* What to do *
In the entries below, find the line containing "Where can you spot the tree?". Write out that line and all lines after it, exactly, and nothing else.

[Data records]
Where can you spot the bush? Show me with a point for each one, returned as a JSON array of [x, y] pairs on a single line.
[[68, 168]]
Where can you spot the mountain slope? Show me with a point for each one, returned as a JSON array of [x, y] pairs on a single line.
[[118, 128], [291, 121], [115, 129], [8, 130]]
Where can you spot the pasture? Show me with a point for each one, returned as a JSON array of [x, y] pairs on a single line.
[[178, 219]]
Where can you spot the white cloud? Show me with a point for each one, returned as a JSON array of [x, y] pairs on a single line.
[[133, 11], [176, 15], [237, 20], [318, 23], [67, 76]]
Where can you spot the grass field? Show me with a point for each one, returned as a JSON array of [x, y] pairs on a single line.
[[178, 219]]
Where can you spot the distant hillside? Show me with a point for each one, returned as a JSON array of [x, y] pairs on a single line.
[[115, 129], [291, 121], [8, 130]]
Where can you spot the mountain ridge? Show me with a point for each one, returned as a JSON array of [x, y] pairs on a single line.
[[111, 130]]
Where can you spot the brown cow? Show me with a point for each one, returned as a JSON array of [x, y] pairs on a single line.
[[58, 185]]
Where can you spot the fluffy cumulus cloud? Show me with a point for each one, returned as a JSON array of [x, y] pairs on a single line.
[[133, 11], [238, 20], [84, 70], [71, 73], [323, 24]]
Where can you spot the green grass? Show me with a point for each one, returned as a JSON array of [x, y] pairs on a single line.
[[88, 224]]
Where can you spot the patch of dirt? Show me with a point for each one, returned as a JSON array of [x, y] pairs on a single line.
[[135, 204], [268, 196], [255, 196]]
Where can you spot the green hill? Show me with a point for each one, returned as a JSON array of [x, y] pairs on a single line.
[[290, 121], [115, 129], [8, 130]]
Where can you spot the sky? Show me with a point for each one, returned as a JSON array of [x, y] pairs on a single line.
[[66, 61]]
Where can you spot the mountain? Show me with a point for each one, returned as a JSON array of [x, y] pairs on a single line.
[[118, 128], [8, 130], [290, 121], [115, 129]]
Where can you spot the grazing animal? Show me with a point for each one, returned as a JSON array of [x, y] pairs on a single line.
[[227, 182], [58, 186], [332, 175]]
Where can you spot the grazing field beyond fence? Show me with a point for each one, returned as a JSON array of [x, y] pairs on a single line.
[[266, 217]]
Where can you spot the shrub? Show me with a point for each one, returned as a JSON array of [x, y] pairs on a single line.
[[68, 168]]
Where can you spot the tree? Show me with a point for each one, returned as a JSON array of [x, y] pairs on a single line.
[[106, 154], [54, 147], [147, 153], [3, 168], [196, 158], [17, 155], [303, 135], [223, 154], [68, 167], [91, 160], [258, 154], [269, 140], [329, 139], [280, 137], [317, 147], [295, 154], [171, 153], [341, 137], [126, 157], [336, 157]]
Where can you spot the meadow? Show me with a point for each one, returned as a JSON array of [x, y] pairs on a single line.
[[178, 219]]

* Your response *
Where can you spot the tree? Show me with a point for each one, returned as a JSON array of [x, y] pairs on a single line.
[[106, 154], [54, 147], [147, 153], [3, 168], [196, 158], [17, 155], [303, 135], [223, 154], [68, 167], [91, 160], [258, 154], [269, 140], [329, 139], [280, 137], [317, 147], [295, 154], [171, 153], [341, 137], [126, 157], [336, 157]]
Where can you spot the meadow? Show me with a point for each one, returned as a JSON array of [x, y] pairs on a single line.
[[178, 219]]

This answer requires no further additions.